▶ **What you should do**: Starting with the line that holds "Point out the paddle blade", repeat each line through the last one below, exactly. Pictures stay out.

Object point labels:
====
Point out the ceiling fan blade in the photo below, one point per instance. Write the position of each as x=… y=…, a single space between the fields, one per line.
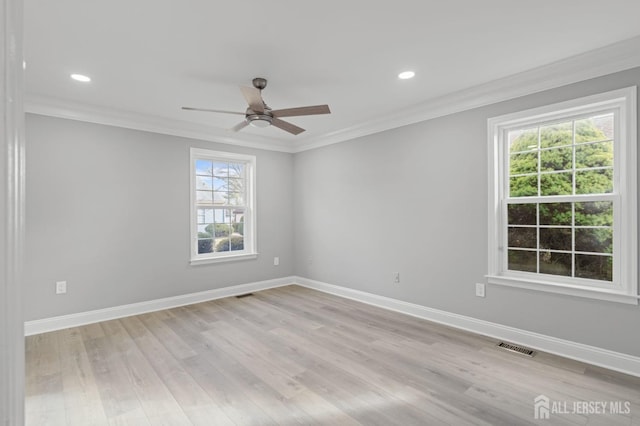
x=254 y=98
x=212 y=110
x=287 y=127
x=311 y=110
x=239 y=126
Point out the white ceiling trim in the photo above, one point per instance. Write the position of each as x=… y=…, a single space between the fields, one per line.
x=609 y=59
x=131 y=120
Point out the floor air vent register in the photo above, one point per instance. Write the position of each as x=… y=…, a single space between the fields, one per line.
x=517 y=349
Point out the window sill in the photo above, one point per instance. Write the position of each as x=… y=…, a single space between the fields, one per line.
x=577 y=291
x=230 y=258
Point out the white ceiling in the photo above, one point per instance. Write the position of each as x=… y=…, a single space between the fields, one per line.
x=147 y=58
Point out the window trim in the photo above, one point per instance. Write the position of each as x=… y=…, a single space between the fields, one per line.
x=625 y=285
x=250 y=250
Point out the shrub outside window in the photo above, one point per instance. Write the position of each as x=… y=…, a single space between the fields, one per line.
x=563 y=214
x=222 y=206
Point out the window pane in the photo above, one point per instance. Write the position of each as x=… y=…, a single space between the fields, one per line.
x=523 y=260
x=595 y=128
x=220 y=216
x=204 y=182
x=205 y=215
x=523 y=186
x=219 y=184
x=559 y=134
x=203 y=167
x=236 y=185
x=523 y=140
x=235 y=199
x=556 y=184
x=205 y=246
x=555 y=214
x=236 y=170
x=522 y=237
x=220 y=169
x=594 y=267
x=594 y=155
x=219 y=230
x=222 y=244
x=596 y=213
x=599 y=240
x=523 y=163
x=238 y=222
x=555 y=238
x=555 y=263
x=237 y=242
x=204 y=196
x=556 y=159
x=594 y=181
x=220 y=198
x=521 y=214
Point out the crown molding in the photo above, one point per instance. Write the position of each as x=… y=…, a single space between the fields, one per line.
x=595 y=63
x=131 y=120
x=605 y=60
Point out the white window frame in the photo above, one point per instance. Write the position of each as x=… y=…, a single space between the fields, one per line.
x=624 y=288
x=249 y=231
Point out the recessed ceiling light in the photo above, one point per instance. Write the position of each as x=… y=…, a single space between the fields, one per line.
x=405 y=75
x=81 y=78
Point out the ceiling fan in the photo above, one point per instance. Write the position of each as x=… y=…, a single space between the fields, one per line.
x=258 y=114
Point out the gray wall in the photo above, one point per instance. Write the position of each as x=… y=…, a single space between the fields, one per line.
x=414 y=200
x=108 y=211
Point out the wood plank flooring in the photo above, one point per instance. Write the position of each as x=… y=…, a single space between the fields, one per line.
x=294 y=356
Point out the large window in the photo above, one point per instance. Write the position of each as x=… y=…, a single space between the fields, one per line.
x=222 y=206
x=563 y=198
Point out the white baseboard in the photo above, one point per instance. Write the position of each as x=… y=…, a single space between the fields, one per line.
x=623 y=363
x=90 y=317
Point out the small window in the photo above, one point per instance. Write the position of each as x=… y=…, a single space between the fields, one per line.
x=563 y=198
x=222 y=206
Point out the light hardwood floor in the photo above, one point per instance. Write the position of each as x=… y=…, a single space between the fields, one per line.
x=296 y=356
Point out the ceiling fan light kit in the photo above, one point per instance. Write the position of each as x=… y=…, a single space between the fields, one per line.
x=258 y=114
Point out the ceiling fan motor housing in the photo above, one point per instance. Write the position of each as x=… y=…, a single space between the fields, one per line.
x=259 y=120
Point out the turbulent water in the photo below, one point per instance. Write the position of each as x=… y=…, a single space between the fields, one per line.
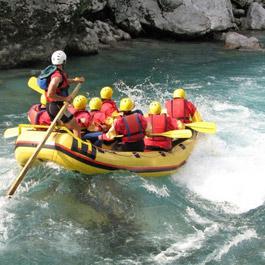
x=210 y=212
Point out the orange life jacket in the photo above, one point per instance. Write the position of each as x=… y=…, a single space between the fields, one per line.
x=133 y=128
x=159 y=125
x=108 y=107
x=38 y=115
x=62 y=89
x=178 y=109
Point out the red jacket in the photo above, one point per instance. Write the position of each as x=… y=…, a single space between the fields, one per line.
x=98 y=119
x=180 y=109
x=62 y=89
x=132 y=126
x=160 y=123
x=108 y=107
x=38 y=115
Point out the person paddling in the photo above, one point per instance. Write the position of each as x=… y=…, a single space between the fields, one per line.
x=57 y=91
x=158 y=123
x=78 y=109
x=38 y=114
x=109 y=106
x=181 y=109
x=131 y=125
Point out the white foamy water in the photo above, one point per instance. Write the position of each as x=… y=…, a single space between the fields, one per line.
x=159 y=192
x=229 y=166
x=185 y=246
x=236 y=240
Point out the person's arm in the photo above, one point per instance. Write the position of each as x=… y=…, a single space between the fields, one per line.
x=76 y=80
x=195 y=115
x=51 y=92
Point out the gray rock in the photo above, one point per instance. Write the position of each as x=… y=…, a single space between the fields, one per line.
x=234 y=40
x=185 y=17
x=95 y=5
x=256 y=17
x=243 y=3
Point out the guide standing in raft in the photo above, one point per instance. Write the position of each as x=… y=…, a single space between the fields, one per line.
x=57 y=92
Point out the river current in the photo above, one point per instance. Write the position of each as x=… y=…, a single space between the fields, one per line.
x=210 y=212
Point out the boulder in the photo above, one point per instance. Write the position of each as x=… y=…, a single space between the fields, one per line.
x=234 y=40
x=179 y=18
x=256 y=17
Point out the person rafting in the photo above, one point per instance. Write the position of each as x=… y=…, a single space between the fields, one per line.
x=98 y=122
x=181 y=109
x=130 y=125
x=38 y=114
x=109 y=106
x=158 y=123
x=57 y=91
x=78 y=109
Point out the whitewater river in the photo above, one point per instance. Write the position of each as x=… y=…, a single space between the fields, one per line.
x=210 y=212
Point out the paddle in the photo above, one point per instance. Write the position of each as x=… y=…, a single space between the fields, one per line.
x=32 y=83
x=202 y=126
x=11 y=132
x=174 y=134
x=23 y=172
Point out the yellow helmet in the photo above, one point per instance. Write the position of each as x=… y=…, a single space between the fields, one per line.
x=80 y=102
x=155 y=107
x=95 y=103
x=43 y=100
x=106 y=92
x=126 y=104
x=179 y=93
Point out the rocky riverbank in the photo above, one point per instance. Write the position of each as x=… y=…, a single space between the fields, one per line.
x=32 y=29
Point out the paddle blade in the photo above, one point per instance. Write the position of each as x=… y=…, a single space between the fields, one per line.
x=175 y=134
x=11 y=132
x=203 y=126
x=33 y=84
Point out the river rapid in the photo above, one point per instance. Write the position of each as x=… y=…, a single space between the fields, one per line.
x=210 y=212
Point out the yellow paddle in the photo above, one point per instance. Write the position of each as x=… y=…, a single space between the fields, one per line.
x=23 y=172
x=174 y=134
x=11 y=132
x=202 y=126
x=33 y=84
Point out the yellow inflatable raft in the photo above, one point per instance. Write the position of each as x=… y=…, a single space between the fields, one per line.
x=71 y=153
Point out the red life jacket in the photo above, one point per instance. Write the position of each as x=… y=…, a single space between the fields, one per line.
x=38 y=115
x=178 y=109
x=108 y=107
x=83 y=118
x=98 y=118
x=159 y=124
x=133 y=129
x=62 y=89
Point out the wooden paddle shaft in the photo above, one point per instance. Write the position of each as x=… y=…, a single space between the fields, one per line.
x=25 y=169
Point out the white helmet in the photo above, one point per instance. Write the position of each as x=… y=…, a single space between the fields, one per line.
x=58 y=57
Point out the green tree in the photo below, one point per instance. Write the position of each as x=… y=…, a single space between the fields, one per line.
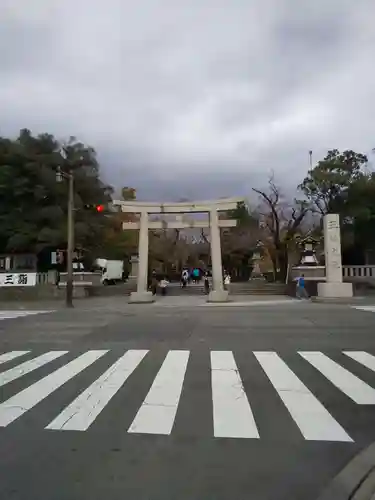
x=280 y=223
x=326 y=185
x=33 y=204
====
▶ **Output for this task**:
Point out the paddle blade in the photo above, one point per instance. Write the position of each as x=… y=…, a single space between the fields, one per line.
x=175 y=134
x=11 y=132
x=203 y=126
x=33 y=84
Point out the river rapid in the photo above, one point per instance. Write the position of each as x=… y=…, a single space between the fields, one per line.
x=210 y=212
Point out the yellow paddle in the photo above, one point per instance. Write the position of each as x=… y=…, a single space between the fields, one per line.
x=23 y=172
x=174 y=134
x=11 y=132
x=202 y=126
x=33 y=84
Point out the yellow inflatable raft in the photo above, one point per instance. Write the position of each as x=… y=…, a single space between the fields, one per line.
x=71 y=153
Point out the red life jacket in the photo above, one point per instance. Write the position of each as x=… y=…, a single space between the fields, one per line.
x=38 y=115
x=178 y=109
x=108 y=107
x=83 y=118
x=98 y=118
x=159 y=124
x=133 y=129
x=62 y=89
Point out the wooden paddle shaft in the photo above, one point per instance. Write the position of each as x=… y=…, a single space between the fields, one per line.
x=25 y=169
Point out the white helmet in the photo above, one point per instance. Write the position of each as x=… y=…, a single space between the fields, one per line.
x=58 y=57
Point out the green tree in the photo below, one point per instance. Write the position of each as x=… y=…, a single space between the fields, one per line.
x=280 y=223
x=326 y=185
x=33 y=204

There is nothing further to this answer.